#### What is needed
Copy word for word the lines in the entries below, starting at the line that contains "Note to the class: locate the tree trunk" and ending after the line that contains "<point>289,302</point>".

#### Stored rows
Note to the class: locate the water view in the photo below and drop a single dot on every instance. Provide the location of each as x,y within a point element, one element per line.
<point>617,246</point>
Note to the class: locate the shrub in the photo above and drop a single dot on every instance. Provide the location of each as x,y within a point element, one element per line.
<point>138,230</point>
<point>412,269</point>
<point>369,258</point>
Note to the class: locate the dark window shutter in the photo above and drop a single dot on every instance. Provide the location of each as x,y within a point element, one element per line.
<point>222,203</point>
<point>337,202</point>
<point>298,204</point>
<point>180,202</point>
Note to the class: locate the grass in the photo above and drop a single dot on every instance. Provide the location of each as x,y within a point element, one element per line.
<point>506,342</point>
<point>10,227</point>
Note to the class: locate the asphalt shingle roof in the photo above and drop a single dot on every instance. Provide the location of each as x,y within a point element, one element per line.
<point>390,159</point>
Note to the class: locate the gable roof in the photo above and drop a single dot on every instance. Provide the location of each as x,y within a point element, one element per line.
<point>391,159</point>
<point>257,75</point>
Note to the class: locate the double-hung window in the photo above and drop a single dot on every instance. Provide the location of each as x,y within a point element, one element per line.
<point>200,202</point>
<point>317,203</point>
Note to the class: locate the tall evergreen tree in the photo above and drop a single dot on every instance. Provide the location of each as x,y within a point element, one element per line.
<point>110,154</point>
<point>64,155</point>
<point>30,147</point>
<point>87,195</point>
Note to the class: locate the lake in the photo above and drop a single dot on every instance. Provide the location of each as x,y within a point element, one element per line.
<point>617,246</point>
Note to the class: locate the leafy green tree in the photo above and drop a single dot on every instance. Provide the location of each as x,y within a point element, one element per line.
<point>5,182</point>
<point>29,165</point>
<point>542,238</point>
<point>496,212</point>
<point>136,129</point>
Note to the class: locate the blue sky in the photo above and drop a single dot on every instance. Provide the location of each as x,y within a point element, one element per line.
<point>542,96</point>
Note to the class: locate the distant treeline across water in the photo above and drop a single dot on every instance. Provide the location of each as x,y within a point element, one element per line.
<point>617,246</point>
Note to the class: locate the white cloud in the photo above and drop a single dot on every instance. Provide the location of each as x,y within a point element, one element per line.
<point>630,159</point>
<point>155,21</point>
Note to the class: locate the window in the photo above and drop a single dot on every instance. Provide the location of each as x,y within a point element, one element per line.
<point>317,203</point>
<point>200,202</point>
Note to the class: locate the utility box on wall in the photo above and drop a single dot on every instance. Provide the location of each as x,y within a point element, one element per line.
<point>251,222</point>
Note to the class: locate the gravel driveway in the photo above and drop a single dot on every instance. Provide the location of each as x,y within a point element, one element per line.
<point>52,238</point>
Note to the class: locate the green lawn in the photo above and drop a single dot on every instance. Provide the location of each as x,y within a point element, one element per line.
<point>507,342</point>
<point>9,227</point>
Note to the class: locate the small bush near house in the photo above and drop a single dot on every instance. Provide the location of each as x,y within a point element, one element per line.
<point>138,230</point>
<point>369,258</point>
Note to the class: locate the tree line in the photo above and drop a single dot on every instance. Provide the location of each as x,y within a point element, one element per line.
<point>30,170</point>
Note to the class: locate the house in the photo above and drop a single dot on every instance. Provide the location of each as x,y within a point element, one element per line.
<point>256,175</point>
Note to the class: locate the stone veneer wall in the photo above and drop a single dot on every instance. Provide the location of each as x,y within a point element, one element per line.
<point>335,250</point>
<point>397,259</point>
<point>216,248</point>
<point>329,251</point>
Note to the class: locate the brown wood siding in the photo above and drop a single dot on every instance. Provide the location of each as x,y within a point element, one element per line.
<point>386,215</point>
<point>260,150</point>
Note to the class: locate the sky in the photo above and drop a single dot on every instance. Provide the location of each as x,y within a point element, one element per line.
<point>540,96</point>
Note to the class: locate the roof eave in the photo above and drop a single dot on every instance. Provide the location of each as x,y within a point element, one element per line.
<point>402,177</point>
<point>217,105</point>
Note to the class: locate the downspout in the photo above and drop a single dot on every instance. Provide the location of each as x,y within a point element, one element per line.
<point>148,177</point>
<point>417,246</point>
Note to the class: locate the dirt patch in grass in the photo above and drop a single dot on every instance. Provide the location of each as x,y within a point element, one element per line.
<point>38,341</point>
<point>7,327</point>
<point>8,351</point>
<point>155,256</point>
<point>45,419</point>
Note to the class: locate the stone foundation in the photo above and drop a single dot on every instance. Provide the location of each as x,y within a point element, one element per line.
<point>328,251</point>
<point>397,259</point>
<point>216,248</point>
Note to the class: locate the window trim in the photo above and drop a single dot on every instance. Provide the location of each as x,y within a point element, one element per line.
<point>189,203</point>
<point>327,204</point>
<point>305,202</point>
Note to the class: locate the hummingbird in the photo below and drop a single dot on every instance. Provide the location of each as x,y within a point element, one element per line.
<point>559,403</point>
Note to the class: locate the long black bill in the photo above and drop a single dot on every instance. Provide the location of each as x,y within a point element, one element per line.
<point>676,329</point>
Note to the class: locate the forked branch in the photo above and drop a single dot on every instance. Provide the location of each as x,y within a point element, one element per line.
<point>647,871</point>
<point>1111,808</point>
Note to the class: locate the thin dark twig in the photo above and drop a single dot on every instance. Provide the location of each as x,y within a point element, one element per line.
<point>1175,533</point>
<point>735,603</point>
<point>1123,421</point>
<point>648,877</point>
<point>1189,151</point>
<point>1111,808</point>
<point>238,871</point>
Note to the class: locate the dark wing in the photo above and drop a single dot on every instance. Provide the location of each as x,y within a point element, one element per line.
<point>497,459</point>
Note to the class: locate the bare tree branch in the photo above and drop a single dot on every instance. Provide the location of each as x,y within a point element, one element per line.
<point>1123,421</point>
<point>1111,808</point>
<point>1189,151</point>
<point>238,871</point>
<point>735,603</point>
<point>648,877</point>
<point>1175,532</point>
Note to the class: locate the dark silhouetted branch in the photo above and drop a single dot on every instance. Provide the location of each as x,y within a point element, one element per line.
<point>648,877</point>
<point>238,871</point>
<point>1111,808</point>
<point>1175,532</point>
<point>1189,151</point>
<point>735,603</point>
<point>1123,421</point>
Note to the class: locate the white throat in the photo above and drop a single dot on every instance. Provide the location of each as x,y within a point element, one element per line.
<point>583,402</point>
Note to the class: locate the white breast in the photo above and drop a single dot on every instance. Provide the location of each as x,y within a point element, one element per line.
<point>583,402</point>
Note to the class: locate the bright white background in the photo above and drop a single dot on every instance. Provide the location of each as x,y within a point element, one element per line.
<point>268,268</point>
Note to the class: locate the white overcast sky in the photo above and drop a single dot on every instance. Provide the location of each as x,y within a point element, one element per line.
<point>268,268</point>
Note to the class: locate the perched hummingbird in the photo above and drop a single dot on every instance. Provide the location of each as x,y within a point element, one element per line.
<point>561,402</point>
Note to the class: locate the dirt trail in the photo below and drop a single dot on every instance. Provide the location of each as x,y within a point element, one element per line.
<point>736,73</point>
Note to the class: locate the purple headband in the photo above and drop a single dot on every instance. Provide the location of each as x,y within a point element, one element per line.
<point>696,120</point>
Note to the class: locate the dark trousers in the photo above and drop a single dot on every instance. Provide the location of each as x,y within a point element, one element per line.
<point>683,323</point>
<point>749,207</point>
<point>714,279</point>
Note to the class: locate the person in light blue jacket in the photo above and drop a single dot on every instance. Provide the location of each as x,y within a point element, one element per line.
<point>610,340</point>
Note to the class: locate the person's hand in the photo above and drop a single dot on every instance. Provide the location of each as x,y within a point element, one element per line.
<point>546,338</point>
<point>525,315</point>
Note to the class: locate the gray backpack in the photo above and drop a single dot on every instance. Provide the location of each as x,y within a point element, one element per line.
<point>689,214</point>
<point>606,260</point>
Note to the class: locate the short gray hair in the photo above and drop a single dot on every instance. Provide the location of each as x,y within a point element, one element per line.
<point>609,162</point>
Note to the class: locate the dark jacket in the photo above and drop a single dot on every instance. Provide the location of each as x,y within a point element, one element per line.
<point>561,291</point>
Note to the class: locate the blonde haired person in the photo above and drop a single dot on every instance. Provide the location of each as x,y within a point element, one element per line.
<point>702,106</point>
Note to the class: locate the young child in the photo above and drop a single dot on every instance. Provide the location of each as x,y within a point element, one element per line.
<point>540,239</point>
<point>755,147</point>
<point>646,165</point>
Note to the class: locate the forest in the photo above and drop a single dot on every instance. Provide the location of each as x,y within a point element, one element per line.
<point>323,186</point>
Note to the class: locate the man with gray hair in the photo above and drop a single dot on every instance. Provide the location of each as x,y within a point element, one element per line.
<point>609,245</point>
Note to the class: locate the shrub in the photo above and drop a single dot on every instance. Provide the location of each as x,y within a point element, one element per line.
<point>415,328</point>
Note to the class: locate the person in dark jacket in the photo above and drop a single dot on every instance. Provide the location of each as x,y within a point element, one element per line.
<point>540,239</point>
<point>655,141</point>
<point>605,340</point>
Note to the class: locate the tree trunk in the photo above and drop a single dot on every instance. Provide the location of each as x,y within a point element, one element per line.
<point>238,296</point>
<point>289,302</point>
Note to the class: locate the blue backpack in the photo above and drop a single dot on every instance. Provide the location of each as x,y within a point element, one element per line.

#### The reply
Note to the class: locate the tree trunk in the photo above and drop a single dot on every instance. Provide the location of each as x,y within a point element, one element per line.
<point>238,296</point>
<point>289,302</point>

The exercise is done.